The records Start Marker

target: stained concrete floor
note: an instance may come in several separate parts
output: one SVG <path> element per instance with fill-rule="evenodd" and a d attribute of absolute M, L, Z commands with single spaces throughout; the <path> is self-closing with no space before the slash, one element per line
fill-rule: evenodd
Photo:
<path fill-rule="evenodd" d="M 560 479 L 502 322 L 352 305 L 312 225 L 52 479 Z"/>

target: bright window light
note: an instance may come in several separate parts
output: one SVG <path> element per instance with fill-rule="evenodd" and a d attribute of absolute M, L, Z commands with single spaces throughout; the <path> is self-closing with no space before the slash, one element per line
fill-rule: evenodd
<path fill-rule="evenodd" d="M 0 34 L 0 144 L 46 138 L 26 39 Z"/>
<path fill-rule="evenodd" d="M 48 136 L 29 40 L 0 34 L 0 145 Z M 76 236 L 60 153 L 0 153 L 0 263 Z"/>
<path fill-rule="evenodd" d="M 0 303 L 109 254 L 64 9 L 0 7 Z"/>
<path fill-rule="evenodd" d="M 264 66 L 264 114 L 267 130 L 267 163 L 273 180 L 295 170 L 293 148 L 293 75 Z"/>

The records End Marker

▶ [Exercise requirements]:
Your reply must repeat the entries above exactly and in full.

▶ [Response for this exercise]:
target: stained concrete floor
note: an instance may come in several separate parts
output: one SVG <path> element per instance with fill-rule="evenodd" and a d attribute of absolute M, L, Z commands with single spaces throughout; the <path> is self-closing with no space before the slash, one element per line
fill-rule: evenodd
Photo:
<path fill-rule="evenodd" d="M 560 479 L 502 322 L 352 305 L 312 225 L 52 479 Z"/>

target: bright window light
note: an instance may come in several separate parts
output: one SVG <path> element per instance with fill-rule="evenodd" and a d attribute of absolute M, L, Z commands with single spaces throughout; the <path> is self-closing with no space before the slash, one element per line
fill-rule: evenodd
<path fill-rule="evenodd" d="M 0 34 L 0 144 L 46 138 L 26 39 Z"/>
<path fill-rule="evenodd" d="M 48 136 L 29 40 L 0 34 L 0 145 Z M 76 236 L 60 153 L 0 153 L 0 263 Z"/>
<path fill-rule="evenodd" d="M 0 303 L 109 254 L 64 9 L 0 7 Z"/>
<path fill-rule="evenodd" d="M 264 66 L 264 114 L 267 130 L 267 163 L 273 180 L 295 170 L 293 148 L 293 75 Z"/>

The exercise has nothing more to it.